## WORK ITEM:
Copy out all of the entries below without any change.

## AVAILABLE DATA:

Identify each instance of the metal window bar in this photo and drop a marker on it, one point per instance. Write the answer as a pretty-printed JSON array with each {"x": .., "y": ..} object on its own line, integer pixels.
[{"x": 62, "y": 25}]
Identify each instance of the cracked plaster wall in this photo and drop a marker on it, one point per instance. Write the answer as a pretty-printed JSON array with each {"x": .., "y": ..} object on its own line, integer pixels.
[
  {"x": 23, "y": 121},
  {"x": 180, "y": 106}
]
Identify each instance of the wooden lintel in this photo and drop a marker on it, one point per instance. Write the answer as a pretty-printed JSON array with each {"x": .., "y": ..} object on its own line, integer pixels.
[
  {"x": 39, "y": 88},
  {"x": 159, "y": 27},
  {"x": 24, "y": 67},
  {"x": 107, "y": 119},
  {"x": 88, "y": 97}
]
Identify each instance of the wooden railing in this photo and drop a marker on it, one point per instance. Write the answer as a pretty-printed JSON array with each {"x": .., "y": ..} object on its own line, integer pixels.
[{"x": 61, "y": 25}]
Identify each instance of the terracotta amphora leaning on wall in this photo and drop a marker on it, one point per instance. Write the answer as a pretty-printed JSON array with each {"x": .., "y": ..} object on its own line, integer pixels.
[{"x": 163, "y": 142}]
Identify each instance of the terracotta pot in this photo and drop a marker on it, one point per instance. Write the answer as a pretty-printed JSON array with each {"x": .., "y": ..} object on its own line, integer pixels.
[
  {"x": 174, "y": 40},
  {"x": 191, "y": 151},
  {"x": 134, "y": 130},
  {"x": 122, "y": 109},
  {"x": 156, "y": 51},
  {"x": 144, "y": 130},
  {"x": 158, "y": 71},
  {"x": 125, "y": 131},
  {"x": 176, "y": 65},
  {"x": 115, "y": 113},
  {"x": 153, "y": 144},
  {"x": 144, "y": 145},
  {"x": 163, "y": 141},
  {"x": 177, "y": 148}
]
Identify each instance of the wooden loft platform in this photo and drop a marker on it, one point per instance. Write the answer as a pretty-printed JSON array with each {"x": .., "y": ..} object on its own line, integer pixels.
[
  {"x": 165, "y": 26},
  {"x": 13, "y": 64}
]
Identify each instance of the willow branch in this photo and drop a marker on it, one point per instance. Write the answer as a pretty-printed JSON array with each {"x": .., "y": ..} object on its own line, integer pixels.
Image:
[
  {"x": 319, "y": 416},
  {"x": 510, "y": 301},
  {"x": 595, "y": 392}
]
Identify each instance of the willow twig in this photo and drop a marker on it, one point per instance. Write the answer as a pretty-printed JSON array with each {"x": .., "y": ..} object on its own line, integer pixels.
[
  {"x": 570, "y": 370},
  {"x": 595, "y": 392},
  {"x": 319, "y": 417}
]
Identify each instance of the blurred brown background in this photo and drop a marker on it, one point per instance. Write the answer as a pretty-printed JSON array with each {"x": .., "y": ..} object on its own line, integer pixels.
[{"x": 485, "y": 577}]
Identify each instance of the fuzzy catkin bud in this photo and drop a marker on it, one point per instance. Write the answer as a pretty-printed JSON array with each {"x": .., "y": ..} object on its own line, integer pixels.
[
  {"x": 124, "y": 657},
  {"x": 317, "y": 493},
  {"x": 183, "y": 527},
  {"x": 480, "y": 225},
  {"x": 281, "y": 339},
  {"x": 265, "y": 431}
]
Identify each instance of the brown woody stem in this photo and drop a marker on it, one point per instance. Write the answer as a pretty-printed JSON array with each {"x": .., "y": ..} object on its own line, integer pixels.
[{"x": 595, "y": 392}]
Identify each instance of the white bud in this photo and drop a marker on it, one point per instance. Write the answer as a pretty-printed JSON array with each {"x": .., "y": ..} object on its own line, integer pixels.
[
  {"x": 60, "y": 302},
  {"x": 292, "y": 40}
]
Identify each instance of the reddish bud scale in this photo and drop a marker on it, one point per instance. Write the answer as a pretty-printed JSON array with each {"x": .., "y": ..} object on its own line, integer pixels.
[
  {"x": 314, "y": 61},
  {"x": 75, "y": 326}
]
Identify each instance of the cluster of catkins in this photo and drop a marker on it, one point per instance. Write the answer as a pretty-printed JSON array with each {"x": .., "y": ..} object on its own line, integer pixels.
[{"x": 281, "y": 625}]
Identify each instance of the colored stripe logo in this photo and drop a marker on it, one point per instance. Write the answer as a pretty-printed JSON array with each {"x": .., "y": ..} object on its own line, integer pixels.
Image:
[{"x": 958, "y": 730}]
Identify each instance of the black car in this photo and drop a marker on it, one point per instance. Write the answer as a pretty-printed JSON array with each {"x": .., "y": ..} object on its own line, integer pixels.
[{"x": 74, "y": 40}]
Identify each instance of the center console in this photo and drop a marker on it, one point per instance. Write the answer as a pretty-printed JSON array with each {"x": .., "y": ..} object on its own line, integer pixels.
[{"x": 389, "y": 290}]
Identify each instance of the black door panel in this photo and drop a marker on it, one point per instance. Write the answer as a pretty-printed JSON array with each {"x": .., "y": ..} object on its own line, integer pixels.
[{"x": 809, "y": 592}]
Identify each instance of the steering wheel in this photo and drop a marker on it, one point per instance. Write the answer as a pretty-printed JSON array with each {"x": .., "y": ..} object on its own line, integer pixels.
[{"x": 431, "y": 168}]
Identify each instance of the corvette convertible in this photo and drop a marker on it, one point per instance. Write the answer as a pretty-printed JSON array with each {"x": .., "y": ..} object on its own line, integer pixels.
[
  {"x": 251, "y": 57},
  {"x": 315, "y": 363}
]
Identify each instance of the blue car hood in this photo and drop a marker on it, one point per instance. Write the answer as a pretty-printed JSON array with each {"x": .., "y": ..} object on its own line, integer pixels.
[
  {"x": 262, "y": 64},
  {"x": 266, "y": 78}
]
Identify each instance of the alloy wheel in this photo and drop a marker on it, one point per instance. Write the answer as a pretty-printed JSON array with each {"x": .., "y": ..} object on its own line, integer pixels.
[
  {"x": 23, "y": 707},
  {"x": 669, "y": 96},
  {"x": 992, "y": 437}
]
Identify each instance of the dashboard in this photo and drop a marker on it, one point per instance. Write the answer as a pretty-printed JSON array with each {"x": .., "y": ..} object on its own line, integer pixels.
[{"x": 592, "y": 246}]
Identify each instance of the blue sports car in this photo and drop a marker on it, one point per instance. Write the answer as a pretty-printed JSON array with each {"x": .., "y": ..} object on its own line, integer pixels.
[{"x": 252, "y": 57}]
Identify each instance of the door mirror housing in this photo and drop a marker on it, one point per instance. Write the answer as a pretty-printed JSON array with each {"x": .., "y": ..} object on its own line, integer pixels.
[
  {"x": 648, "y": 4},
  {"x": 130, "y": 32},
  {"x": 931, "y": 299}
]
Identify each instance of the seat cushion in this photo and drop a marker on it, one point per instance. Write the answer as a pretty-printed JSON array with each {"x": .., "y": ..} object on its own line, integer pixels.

## RESPONSE FOR THIS EXERCISE:
Identify each instance of the metal window bar in this photo and drop a marker on it, one point per instance. Write the answer as a pretty-printed JSON array with each {"x": .., "y": ..} object on its own line, integer pixels.
[{"x": 62, "y": 25}]
Identify each instance of the cracked plaster wall in this photo and drop a marker on it, one point per instance. Write the answer as a pretty-printed JSON array with each {"x": .., "y": ..} object on its own line, integer pixels.
[
  {"x": 23, "y": 121},
  {"x": 180, "y": 106}
]
Identify each instance of the wooden lintel in this photo and drop a marker on it, one point per instance. Write the answer as a pretty-printed JSON array with each {"x": .., "y": ..} object on its own line, integer pixels.
[
  {"x": 39, "y": 88},
  {"x": 159, "y": 27},
  {"x": 24, "y": 67},
  {"x": 107, "y": 119},
  {"x": 88, "y": 97}
]
Identify each instance of the wooden railing in this photo and drop a marker on it, one point per instance. Write the answer as a pretty-printed JSON array with each {"x": .., "y": ..} object on its own line, integer pixels.
[{"x": 61, "y": 25}]
Identify each instance of the terracotta amphora leaning on wall in this photo and drop a marker on it, one point per instance. Write the answer as a pretty-printed JSON array with each {"x": .., "y": ..} object on its own line, integer pixels.
[{"x": 163, "y": 142}]
Identify each instance of the terracotta pot in this photo and drop a marker on it, one point per instance. Write the answer as a pretty-printed JSON array with each {"x": .., "y": ..} object on its own line, integer pixels.
[
  {"x": 174, "y": 40},
  {"x": 191, "y": 151},
  {"x": 134, "y": 130},
  {"x": 122, "y": 109},
  {"x": 156, "y": 51},
  {"x": 144, "y": 130},
  {"x": 158, "y": 71},
  {"x": 125, "y": 131},
  {"x": 176, "y": 65},
  {"x": 115, "y": 113},
  {"x": 153, "y": 144},
  {"x": 144, "y": 145},
  {"x": 163, "y": 141},
  {"x": 177, "y": 148}
]
Identify each instance of the wooden loft platform in this photo and drop a marker on it, one point per instance. Write the answer as a pretty-printed JSON array with each {"x": .., "y": ..} object on its own line, integer pixels.
[
  {"x": 165, "y": 26},
  {"x": 13, "y": 64}
]
Identify each instance of the willow branch in this photo and drop a marker on it, one point per instance. Write the answer as a pretty-printed JSON array with each {"x": .., "y": ..} object on its own line, integer pixels.
Image:
[
  {"x": 319, "y": 416},
  {"x": 510, "y": 301},
  {"x": 595, "y": 392}
]
Identify each instance of the willow twig in this photo and drop a marker on it, one point per instance. Write the answer as a pretty-printed JSON array with each {"x": .., "y": ..} object on its own line, integer pixels.
[
  {"x": 570, "y": 370},
  {"x": 595, "y": 392},
  {"x": 319, "y": 417}
]
Identify each instance of the blurred brown background in this photo and drop a marker on it, one point per instance. Write the answer as a pretty-printed JSON array with each {"x": .., "y": ..} object on its own line, integer pixels.
[{"x": 485, "y": 577}]
Identify each instance of the fuzzy catkin bud in this photo and drop a marker on it, one point per instance. Write the answer as a pretty-printed JSON array with each {"x": .., "y": ..} object on its own line, integer pixels.
[
  {"x": 124, "y": 657},
  {"x": 317, "y": 493},
  {"x": 183, "y": 527},
  {"x": 480, "y": 225},
  {"x": 281, "y": 339},
  {"x": 265, "y": 431}
]
Identify each instance of the brown woody stem in this photo and drop a marker on it, one point per instance. Write the answer as a pretty-printed JSON array with each {"x": .., "y": ..} object on its own line, integer pixels.
[{"x": 595, "y": 392}]
Identify each instance of the white bud in this photo and drop a marker on it, one point per instance. Write the answer as a pretty-printed JSON array with each {"x": .., "y": ..} object on its own line, integer pixels.
[
  {"x": 60, "y": 302},
  {"x": 292, "y": 40}
]
Identify each instance of the reddish bud scale in this photo and drop a marker on it, one point per instance. Write the answer as a pretty-printed JSON array with each {"x": .., "y": ..} object on its own line, integer pixels.
[
  {"x": 314, "y": 61},
  {"x": 75, "y": 326}
]
Identify each instance of the cluster of catkins in this photo and drop a marker on it, one point per instance. Write the answer as a pretty-printed JSON array with each {"x": .., "y": ..} object on its own line, integer pixels.
[{"x": 281, "y": 625}]
Identify each instance of the colored stripe logo in this photo and drop a marker on it, one point per instance. Write the answer as a pretty-printed JSON array with each {"x": .., "y": ..} object on its own line, integer pixels.
Image:
[{"x": 958, "y": 730}]
Identify each instance of the black car in this photo and drop a marker on it, one point per instance. Write the answer as a pretty-printed JSON array with each {"x": .., "y": ..} object on its own line, integer pixels.
[{"x": 74, "y": 40}]
Identify each instance of the center console in this photo and drop a marker on it, one point per instance. Write the answer as a pretty-printed JSON array with each {"x": .., "y": ..} object on its own line, integer pixels.
[{"x": 389, "y": 290}]
Identify each instance of the black door panel in this photo and drop a marker on it, one point per instance. Write the answer as a pretty-printed JSON array with each {"x": .., "y": ..} object on its own line, integer pixels.
[{"x": 809, "y": 592}]
Identify each instance of the steering wheel in this photo and drop a marker on it, one point per instance. Write the answer as a pretty-printed JSON array with each {"x": .., "y": ..} object on its own line, integer pixels.
[{"x": 431, "y": 168}]
Identify each instance of the corvette convertible in this photo and drop a marker on it, one point per instance. Write the answer as a pretty-printed JSON array with each {"x": .., "y": ..} object on its own line, integer pixels.
[
  {"x": 251, "y": 57},
  {"x": 315, "y": 363}
]
Identify each instance of the blue car hood in this photo and drop a marker on it, one point per instance. Write the answer as a pretty-printed JSON array with each {"x": .., "y": ..} object on its own line, integer pixels.
[
  {"x": 262, "y": 64},
  {"x": 266, "y": 78}
]
Identify each instance of the alloy wheel in this photo and drop a marker on it, one point per instance. Write the answer as a pretty-printed JSON array with each {"x": .., "y": ..} object on its own line, integer pixels.
[
  {"x": 23, "y": 707},
  {"x": 669, "y": 96},
  {"x": 992, "y": 437}
]
Identify each instance of the dashboard in this photo and drop a marker on it, one point per instance. Write the answer as a pretty-printed JSON array with each {"x": .., "y": ..} object on its own line, integer pixels.
[{"x": 592, "y": 246}]
Identify each instance of the blue sports car in this photo and drop a marker on it, one point per instance. Write the answer as a pretty-printed JSON array with each {"x": .., "y": ..} object on its own line, integer pixels.
[{"x": 252, "y": 57}]
Identify each instance of the door mirror housing in this photo and drop a marker on it, one point per instance. Write the answer as a pretty-printed JSON array with each {"x": .., "y": ..} object on its own line, integer pixels.
[
  {"x": 648, "y": 4},
  {"x": 130, "y": 32},
  {"x": 931, "y": 299}
]
Identify each instance of the seat cushion in this photo and drop a marker on it, one point per instance. Write the answer as a pretty-printed JSON array with each {"x": .., "y": ..} object on its own line, integer pixels.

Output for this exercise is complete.